Materials provided:
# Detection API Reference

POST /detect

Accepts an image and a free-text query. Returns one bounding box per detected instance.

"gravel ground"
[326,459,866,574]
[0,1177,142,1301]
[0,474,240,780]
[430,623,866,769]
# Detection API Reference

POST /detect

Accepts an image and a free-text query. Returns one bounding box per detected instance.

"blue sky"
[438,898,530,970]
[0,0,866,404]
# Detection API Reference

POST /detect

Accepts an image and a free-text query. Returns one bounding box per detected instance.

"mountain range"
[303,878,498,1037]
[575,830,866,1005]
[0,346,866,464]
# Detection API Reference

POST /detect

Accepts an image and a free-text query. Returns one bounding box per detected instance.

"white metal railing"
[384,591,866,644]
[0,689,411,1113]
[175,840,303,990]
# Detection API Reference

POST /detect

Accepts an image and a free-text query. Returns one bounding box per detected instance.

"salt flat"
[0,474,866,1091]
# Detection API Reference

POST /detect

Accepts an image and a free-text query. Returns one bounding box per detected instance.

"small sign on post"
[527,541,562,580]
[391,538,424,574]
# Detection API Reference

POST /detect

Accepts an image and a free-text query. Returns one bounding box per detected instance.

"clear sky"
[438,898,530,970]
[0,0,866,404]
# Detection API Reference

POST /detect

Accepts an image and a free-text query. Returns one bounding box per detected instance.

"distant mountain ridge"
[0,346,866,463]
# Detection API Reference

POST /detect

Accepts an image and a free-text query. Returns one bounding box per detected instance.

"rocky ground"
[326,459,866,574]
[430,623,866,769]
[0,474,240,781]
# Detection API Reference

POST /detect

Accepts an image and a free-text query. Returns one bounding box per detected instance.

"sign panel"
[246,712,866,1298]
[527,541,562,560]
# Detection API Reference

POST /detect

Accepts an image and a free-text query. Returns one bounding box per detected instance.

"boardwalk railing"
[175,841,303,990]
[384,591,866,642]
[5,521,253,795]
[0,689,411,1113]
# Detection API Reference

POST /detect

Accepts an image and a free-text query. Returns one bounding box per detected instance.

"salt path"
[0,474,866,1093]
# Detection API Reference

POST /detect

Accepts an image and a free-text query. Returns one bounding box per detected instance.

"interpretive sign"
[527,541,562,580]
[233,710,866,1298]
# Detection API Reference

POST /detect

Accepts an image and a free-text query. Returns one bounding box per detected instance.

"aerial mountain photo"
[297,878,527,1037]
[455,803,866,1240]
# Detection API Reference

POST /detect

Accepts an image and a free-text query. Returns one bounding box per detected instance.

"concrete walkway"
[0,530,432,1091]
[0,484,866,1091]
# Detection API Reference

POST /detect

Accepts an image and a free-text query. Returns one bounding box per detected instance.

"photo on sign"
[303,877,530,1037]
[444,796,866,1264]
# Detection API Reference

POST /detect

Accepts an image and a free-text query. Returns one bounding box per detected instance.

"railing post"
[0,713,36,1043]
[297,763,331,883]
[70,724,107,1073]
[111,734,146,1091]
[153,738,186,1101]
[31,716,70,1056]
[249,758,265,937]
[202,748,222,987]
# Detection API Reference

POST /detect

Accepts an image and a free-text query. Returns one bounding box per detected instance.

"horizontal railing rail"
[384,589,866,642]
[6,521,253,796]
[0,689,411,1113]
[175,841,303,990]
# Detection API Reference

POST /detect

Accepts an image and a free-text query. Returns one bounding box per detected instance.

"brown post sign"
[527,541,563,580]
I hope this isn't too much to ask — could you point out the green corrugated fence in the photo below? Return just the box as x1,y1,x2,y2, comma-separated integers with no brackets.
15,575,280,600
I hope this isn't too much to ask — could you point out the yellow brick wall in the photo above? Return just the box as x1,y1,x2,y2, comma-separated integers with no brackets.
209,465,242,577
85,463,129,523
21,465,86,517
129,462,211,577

Written problem:
Copy every one of the records above word for word, with none left out.

Task result:
# Detection API Reference

POST /detect

Accepts an image and a free-text query. Returns one bounding box per detected instance.

"gravel ground"
[326,459,866,574]
[0,1177,142,1301]
[0,474,240,780]
[430,623,866,769]
# Detection API Reference

POST /detect

Accepts an image and a free-text query. Returns one bounding box per detected instance.

"blue sky"
[438,898,530,970]
[0,0,866,404]
# Detection API Reference

POST /detect

Accepts an image and a free-text query. Returns one bounding box per detected instance.

"mountain range"
[303,878,498,1037]
[575,830,866,1005]
[0,346,866,464]
# Detection API Reference

POST /detect

Accepts an image and a free-text query. Returns one bounding box per detected instance.

"white metal railing"
[384,591,866,644]
[0,689,411,1113]
[175,840,303,990]
# Detection API Reference

POST /detect

Accepts an image and a free-text query. Returns one bounding box per detected instance.

"salt flat"
[0,474,866,1091]
# Detection API Reference

POST /detect

Accepts an image and a free-text query. Returns one bounding box per detected instance.

"small sign on post"
[527,541,562,580]
[391,538,424,574]
# Detection API Reference

POST /detect

Accepts an image and a free-text query. Returns one bounding box per detected instance.

"clear sky"
[438,898,530,970]
[0,0,866,404]
# Detection API Reference

POST /detect

Accepts an image and a free-text query. Returns one bounding box per detected instance.

"distant mountain ridge"
[0,346,866,463]
# Detection API Reference

POST /detect

Accepts an image and a free-text query. Returns one bounding box per detected instance.

"rocky ground"
[326,459,866,574]
[430,623,866,769]
[0,474,240,781]
# Detection API Reference

POST /detect

Accepts an image and a free-text query. Returns one bounding box per detected instance.

"sign panel"
[246,712,866,1298]
[527,541,562,560]
# Detection API Reference

POST /detect

Accepts an image and a free-text query. Returns one bounding box per detected instance.

"boardwalk railing"
[175,841,303,990]
[384,591,866,642]
[5,521,253,795]
[0,689,411,1113]
# Detection API Reference

POST /detect

Accepts an image and a free-text query. Returns one bounding box per detected instance.

"salt path"
[0,474,866,1093]
# Detection API Reference

POST /detect

Accepts an image and a free-text query. Returns one bounding box per detected instance.

"interpretive sign"
[527,541,562,580]
[233,710,866,1298]
# Detection API Reference

POST /detect

Accepts an image and a free-text query. Returns one bounding box per detected instance.

"aerial mountain photo"
[297,878,527,1037]
[455,803,866,1240]
# Detection API Reference

POST /detect

Accepts an image and a free-text query. Returns one bounding box per detected instance.

"concrete walkway"
[0,530,432,1091]
[0,484,866,1091]
# Detection API Reference

POST /detect

Accepts an image and a free-text query. Returns one bounding box per detected instance.

"photo on sign"
[303,877,530,1037]
[444,796,866,1264]
# Detection API Reference

POST /detect

Accepts an image and a free-text query. Returns one bounding box per detected instance.

"railing post"
[0,713,36,1043]
[297,763,331,883]
[70,724,107,1073]
[111,734,146,1091]
[153,738,186,1101]
[31,716,70,1056]
[249,758,265,937]
[202,748,222,987]
# Detection API Reference

POST /detect

Accepts an image and a free-text query. Returns one bounding box per detected instance.

"horizontal railing rail"
[384,589,866,642]
[6,521,253,796]
[0,689,411,1113]
[175,841,303,990]
# Detection API Reference

POST /detect

Accepts an image and a free-text query. Returns one bounding box per detected instance.

"brown post sign"
[527,541,563,580]
I hope this isn't too much to ask — could you point out the green corrugated fence in the photo below? Return just the box as x1,y1,x2,y2, comma-separated integers with no brackets.
15,575,280,600
I hope this isn't too much to ask — could you point out the yellow brick wall in the photo above? Return just the box as x1,y1,x2,y2, comma-separated integers with no brackets.
209,465,242,577
85,463,129,523
21,465,86,517
129,462,211,577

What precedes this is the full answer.